Collected data

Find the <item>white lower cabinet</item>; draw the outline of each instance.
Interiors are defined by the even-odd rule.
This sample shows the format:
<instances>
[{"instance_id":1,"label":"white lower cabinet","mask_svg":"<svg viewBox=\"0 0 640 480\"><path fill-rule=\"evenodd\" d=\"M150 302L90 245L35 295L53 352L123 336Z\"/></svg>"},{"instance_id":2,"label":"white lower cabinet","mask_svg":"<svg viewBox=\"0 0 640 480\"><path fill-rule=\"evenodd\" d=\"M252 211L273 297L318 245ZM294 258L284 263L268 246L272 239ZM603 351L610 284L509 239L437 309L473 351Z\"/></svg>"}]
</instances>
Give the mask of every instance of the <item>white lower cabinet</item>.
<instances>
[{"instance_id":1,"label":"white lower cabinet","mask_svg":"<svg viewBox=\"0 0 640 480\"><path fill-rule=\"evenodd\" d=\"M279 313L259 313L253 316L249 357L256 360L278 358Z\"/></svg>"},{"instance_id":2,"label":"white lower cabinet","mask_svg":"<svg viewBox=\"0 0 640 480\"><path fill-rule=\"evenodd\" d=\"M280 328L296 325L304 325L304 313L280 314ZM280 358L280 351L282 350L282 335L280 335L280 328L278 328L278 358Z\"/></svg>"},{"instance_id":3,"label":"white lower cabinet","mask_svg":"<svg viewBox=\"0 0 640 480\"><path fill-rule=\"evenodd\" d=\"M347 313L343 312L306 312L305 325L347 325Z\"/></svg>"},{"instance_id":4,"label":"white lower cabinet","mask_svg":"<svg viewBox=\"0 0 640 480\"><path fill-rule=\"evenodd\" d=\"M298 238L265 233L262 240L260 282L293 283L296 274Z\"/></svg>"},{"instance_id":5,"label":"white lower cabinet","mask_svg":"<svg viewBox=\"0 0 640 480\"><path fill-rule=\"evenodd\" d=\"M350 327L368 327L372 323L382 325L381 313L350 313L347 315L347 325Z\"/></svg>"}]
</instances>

--

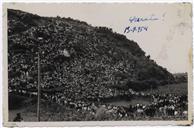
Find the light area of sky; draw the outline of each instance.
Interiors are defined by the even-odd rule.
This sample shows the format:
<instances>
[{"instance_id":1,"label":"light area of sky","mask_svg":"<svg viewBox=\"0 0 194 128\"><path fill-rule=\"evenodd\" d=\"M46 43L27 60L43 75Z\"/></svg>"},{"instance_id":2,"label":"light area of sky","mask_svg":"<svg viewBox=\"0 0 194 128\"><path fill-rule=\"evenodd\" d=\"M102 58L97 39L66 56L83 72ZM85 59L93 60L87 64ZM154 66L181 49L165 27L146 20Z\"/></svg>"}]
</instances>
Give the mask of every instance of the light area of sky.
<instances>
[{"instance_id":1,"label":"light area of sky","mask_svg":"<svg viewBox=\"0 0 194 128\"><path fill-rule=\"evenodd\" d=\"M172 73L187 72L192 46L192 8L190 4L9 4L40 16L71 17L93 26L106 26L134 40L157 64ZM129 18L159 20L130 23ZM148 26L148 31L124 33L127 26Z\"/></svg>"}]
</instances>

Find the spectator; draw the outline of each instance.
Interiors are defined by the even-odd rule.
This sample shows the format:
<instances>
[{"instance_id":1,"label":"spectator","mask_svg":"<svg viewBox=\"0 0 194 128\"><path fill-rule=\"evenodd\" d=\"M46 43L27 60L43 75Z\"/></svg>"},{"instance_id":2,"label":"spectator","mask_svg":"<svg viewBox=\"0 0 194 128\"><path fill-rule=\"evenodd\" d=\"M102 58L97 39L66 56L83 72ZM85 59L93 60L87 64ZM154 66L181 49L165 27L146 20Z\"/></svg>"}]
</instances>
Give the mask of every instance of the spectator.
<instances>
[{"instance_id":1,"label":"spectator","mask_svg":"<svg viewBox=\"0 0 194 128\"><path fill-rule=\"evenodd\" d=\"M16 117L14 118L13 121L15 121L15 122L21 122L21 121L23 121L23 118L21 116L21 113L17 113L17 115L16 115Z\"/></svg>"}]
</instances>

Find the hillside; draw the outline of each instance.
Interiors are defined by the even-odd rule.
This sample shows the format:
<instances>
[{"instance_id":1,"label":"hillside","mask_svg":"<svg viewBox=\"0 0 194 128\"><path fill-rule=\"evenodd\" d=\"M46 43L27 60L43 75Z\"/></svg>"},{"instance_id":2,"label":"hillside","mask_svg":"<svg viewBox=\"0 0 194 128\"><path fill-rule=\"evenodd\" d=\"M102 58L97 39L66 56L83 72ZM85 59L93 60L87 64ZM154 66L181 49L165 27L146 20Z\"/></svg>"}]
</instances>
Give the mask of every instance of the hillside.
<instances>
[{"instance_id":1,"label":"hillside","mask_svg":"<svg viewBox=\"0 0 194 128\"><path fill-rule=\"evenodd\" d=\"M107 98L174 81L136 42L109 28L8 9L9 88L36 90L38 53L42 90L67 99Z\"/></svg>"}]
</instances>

» Problem requirements: Count every line of the records that holds the string "draw". Write only the total.

» Task solution: 4